BEGIN TEXT

Claude Monet (French, 1840-1926). Weeping Willow, 1918. Oil on canvas. 51 5/8 x 43 7/16 in. (131 x 110.3 cm).
It’s texture is not confined to the two-dimensional plane of the canvas. Even the fact that Monet worked with peaceful—textbook peaceful, I mean—doesn’t mean that he, in any way, lessened their emotional impact on the viewer. It almost feels too intimate. These were his gardens. At the end of his life, he decided to create his best work at a place he loved. And the love he had for the nature he saw everyday, and the dance of light and color through leaves and off of the water could only be as powerfully represented as they are here by someone who was in love.
The are areas of pink and orange on the trunk of the weeping willow call the eye to the left side of the painting, balancing out the chaos of the tangle of green and yellow of the leaves and branches where the eye can easily become lost. The application of purple and dark blue oil to the lower left portion of the canvas (the part that is closest to the picture plane) is much heavier than that of the branches and leaves. Although there is almost a completely central light coming from above, that corner is almost completely in shadow—that is accentuated by the almost exclusive use and layering of dark hues (this is really the only placed in which they are so boldly employed).
This isn’t simply an application of paint. This is molding and carving out a very real, three-dimensional place. The layered-sweeping gestures that make up the leaves gives them weight, but does not make them heavy.
Was he trying to share the peace he found in his gardens with a mourning country? The secluded place that was his own…he could only understand that beauty and peace through capturing it on canvas; a camera would never do. A camera would miss the soft wind and the way the light played in the leaves as the garden moved into the afternoon of a summer’s day.

END TEXT
BEGIN DATASET EXCERPTS

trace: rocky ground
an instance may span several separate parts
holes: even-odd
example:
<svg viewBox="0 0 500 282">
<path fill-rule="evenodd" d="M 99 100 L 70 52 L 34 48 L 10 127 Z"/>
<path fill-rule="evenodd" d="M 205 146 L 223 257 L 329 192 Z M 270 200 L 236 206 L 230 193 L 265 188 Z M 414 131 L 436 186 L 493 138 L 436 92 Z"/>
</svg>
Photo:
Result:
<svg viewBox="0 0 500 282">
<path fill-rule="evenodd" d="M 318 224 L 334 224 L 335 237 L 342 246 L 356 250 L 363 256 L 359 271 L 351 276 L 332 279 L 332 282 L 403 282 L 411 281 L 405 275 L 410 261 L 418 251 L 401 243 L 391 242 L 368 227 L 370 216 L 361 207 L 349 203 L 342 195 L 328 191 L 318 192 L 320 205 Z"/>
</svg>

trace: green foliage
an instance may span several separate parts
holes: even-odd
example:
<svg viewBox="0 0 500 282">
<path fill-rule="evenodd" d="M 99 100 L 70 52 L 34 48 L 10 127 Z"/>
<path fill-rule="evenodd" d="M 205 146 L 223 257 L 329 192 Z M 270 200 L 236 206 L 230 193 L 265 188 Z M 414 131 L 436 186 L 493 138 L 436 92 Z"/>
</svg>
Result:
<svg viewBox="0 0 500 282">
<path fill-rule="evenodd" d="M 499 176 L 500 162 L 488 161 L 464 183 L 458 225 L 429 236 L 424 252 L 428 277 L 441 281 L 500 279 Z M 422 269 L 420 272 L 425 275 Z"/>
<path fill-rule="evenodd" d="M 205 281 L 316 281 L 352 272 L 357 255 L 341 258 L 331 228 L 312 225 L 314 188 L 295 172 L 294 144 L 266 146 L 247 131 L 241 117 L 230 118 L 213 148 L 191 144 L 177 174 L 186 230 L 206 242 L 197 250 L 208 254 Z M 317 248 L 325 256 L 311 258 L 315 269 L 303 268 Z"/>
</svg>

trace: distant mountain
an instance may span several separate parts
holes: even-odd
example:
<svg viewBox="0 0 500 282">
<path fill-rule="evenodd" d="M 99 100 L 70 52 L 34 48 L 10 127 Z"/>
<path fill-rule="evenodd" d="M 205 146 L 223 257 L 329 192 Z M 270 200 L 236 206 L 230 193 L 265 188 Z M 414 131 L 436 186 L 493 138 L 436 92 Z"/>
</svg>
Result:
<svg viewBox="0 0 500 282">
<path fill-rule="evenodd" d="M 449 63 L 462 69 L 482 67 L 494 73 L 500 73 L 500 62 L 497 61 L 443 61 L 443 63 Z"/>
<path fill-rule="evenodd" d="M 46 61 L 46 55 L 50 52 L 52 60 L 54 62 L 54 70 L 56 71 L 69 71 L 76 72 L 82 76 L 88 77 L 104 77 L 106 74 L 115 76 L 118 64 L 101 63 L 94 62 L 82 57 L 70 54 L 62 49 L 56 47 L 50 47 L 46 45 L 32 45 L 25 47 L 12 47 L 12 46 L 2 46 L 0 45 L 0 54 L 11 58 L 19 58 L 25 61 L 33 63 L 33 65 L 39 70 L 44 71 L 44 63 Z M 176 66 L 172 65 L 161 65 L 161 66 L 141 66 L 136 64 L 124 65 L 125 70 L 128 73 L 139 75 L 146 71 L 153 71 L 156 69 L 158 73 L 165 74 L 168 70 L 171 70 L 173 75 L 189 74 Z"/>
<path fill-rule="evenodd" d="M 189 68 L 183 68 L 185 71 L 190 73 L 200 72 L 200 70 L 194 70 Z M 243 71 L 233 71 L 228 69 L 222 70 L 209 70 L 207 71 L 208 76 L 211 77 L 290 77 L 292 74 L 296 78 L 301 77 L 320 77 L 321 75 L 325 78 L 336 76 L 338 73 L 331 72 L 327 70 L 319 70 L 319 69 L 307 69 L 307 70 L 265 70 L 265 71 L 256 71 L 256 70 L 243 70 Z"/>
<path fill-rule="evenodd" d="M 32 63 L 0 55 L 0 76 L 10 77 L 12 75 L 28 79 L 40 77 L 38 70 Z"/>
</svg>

END DATASET EXCERPTS

■ ABOUT THIS TASK ■
In the text on Monet's Weeping Willow, what colors appear on the trunk of the willow?

■ ANSWER AREA ■
Pink and orange.